Ataques de ódio causam isolamento e depressão em pessoas famosas ou anônimas, e escolas têm discutido a questão

Publicado em 22/09/2024 às 11:00:00
Cancelamento digital. Crédito: Thainá Dayube/ CORREIO

Qual a relação entre uma grande passeata de fãs vestindo camisetas roxas, nas Filipinas, e a educação midiática? No dia 8 de setembro, milhares de admiradoras de todas as idades do grupo BTS fizeram uma marcha nacional com cartazes para a realização da “Purple Walk of Love”, no Ayala Triangle Gardens, em Makati. A manifestação teve o objetivo de combater desinformação, fake news, cyberbullying, cancelamento digital e, ainda, alertar para a importância do letramento midiático e os efeitos nocivos que o movimento de hatters pode causar à saúde mental e à vida de uma pessoa, seja ela famosa ou não.

O evento foi motivado principalmente pelo cancelamento digital sofrido pelo rapper Suga, um dos cantores do grupo de K-Pop de maior sucesso. Após um jantar, em uma noite de folga do serviço militar, o artista voltava para casa guiando um patinete elétrico e, ao derrapar, acabou caindo do veículo em frente à entrada do prédio onde mora. Isso foi o suficiente para que policiais fizessem o teste, comprovando que ele havia bebido.

Suga teve a carteira de motorista suspensa e, partir daí, passou por semanas de polêmicas envolvendo seu nome: vídeos falsos veiculados em noticiários, coberturas sensacionalistas, fake news circulando na internet, pedidos de expulsão do grupo, depoimentos à polícia, exposição pública… Duas cartas publicadas pelo cantor, reconhecendo seu erro e pedindo desculpas, não foram suficientes para amenizar a onda de ódio, que tomou proporções mundiais.

A situação só se acalmou quando os resultados das investigações comprovaram que os vídeos exibidos e atribuídos a ele eram falsos e quando as autoridades policiais coreanas noticiaram que o caso estava arquivado. Em resposta ao cenário, houve manifestações de apoio ao BTS ao redor do mundo, o que levou ao crescimento do sucesso dos rapazes em plataformas como Spotify, YouTube, Apple Music e Bilboard, mesmo eles estando fora dos palcos por conta do serviço militar. Entre as canções, muitas do rapper Suga, conhecido também como Agust D, chegaram aos primeiros lugares.

Ataques de ódio

A advogada e apresentadora Gabriela Priori é uma personalidade brasileira que também já se viu diante de ataques que, por conta de uma brincadeira que fez na internet, geraram consequências para seus negócios, sua segurança e, sobretudo, sua saúde.
* * * * *
● **Lista de tarefas**:
A: Diga se cada afirmação concorda com o texto sobre cancelamento digital, respondendo sim ou não e citando as palavras do texto que decidem: (i) a marcha nas Filipinas aconteceu no dia 8 de setembro; (ii) Suga caiu de uma bicicleta ao voltar para casa; (iii) Suga publicou três cartas pedindo desculpas.
B: Copie de novo as entradas, da primeira linha até a que contém "[63,47,449,170]" (ambas incluídas), trocando "basil" por "mint" e sem alterar mais nada. Entregue só esse trecho.
O texto acima e as entradas não têm relação entre si.
* * * * *
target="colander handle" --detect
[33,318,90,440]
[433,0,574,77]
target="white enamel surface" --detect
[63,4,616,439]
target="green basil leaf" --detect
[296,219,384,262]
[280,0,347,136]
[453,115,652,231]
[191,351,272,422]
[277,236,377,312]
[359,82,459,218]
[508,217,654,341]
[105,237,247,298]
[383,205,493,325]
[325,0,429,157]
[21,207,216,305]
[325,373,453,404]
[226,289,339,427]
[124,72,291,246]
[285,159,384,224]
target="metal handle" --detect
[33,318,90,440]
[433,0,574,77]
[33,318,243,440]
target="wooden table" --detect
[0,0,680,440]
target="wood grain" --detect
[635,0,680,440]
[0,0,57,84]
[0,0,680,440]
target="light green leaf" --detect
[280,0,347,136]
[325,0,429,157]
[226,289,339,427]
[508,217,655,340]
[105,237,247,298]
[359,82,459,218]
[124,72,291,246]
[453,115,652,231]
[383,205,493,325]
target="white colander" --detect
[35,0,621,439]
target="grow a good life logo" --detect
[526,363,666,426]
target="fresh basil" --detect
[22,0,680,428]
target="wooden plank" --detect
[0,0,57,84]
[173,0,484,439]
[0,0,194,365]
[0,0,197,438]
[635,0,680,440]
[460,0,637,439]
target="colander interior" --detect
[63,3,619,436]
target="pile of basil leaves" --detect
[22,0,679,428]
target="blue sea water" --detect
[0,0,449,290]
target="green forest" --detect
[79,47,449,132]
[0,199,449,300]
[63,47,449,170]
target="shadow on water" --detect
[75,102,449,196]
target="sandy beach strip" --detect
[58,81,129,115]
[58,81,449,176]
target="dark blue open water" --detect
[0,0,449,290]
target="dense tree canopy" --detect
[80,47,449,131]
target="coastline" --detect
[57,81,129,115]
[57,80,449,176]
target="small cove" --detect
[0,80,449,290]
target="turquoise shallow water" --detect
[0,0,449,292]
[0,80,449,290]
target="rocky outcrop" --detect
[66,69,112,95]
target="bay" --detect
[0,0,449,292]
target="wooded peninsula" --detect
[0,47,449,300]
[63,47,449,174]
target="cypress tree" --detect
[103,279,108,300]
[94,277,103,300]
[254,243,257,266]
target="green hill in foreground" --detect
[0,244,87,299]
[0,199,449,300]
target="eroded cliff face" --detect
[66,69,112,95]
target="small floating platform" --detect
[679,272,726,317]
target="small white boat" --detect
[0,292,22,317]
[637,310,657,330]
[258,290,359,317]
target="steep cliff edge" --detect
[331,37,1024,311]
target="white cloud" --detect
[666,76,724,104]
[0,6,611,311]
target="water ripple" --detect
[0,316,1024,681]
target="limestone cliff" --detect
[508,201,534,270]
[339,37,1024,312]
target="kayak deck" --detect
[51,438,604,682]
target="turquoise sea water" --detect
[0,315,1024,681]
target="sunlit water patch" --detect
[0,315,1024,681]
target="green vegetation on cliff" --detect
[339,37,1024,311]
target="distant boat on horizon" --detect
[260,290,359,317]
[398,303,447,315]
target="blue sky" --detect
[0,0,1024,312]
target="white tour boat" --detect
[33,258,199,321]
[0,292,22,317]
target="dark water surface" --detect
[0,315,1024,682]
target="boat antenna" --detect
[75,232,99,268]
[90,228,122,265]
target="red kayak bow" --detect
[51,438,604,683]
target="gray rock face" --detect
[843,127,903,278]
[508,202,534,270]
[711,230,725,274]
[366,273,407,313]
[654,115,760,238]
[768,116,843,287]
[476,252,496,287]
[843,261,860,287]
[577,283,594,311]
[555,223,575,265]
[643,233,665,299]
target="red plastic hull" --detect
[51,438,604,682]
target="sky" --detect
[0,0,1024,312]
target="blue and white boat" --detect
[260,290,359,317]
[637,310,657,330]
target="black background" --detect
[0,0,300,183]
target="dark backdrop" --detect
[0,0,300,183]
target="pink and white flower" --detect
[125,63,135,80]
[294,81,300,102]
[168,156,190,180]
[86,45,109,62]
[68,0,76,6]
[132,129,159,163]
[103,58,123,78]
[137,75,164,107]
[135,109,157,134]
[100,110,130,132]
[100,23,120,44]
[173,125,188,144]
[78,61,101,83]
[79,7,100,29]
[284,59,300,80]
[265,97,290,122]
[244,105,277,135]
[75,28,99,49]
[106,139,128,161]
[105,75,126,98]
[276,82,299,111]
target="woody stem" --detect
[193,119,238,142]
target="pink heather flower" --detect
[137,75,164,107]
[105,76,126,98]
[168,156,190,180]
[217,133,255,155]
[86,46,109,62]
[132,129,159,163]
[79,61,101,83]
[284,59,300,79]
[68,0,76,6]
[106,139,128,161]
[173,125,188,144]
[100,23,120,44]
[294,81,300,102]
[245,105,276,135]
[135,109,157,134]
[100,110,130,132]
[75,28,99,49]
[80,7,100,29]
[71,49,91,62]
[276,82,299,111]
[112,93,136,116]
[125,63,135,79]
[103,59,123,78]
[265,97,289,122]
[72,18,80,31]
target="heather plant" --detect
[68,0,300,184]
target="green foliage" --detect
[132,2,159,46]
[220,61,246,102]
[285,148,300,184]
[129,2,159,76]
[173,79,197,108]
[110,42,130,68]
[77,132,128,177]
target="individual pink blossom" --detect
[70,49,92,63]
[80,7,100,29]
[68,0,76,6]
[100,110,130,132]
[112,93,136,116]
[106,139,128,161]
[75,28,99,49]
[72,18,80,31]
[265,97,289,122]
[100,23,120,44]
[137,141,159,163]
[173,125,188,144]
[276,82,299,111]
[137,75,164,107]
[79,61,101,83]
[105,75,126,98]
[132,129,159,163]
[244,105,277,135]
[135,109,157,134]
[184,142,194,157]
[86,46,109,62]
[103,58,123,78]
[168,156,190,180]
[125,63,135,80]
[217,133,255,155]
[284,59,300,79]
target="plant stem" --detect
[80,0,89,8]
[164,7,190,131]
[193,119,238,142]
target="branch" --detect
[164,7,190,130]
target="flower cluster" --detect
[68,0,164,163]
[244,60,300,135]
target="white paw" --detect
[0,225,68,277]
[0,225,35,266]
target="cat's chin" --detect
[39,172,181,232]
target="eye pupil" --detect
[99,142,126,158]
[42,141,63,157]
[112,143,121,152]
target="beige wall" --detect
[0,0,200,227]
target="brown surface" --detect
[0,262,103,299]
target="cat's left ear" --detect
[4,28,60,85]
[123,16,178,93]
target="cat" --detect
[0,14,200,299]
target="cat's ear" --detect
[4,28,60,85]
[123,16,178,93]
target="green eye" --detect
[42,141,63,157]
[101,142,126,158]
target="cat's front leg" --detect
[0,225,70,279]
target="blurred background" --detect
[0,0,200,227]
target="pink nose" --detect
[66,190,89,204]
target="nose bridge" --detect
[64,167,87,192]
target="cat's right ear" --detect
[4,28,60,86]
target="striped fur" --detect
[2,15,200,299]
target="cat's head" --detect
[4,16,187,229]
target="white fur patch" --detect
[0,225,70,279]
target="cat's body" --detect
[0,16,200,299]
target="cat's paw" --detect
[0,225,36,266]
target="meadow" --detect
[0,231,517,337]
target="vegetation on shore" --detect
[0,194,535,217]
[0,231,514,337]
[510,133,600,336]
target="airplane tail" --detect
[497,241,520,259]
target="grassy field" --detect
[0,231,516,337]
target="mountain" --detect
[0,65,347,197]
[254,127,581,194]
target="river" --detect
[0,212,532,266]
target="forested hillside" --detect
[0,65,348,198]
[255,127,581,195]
* * * * *
● **Soluções detalhadas**:
A:
(i) Sim: "No dia 8 de setembro, milhares de admiradoras de todas as idades do grupo BTS fizeram uma marcha nacional".
(ii) Não: "o artista voltava para casa guiando um patinete elétrico".
(iii) Não: "Duas cartas publicadas pelo cantor, reconhecendo seu erro e pedindo desculpas".

B:
target="colander handle" --detect
[33,318,90,440]
[433,0,574,77]
target="white enamel surface" --detect
[63,4,616,439]
target="green mint leaf" --detect
[296,219,384,262]
[280,0,347,136]
[453,115,652,231]
[191,351,272,422]
[277,236,377,312]
[359,82,459,218]
[508,217,654,341]
[105,237,247,298]
[383,205,493,325]
[325,0,429,157]
[21,207,216,305]
[325,373,453,404]
[226,289,339,427]
[124,72,291,246]
[285,159,384,224]
target="metal handle" --detect
[33,318,90,440]
[433,0,574,77]
[33,318,243,440]
target="wooden table" --detect
[0,0,680,440]
target="wood grain" --detect
[635,0,680,440]
[0,0,57,84]
[0,0,680,440]
target="light green leaf" --detect
[280,0,347,136]
[325,0,429,157]
[226,289,339,427]
[508,217,655,340]
[105,237,247,298]
[359,82,459,218]
[124,72,291,246]
[453,115,652,231]
[383,205,493,325]
target="white colander" --detect
[35,0,621,439]
target="grow a good life logo" --detect
[526,363,666,426]
target="fresh mint" --detect
[22,0,680,428]
target="wooden plank" --detect
[0,0,57,84]
[173,0,484,439]
[0,0,194,365]
[0,0,197,438]
[635,0,680,440]
[460,0,637,439]
target="colander interior" --detect
[63,3,619,436]
target="pile of mint leaves" --detect
[22,0,679,428]
target="blue sea water" --detect
[0,0,449,290]
target="green forest" --detect
[79,47,449,132]
[0,199,449,300]
[63,47,449,170]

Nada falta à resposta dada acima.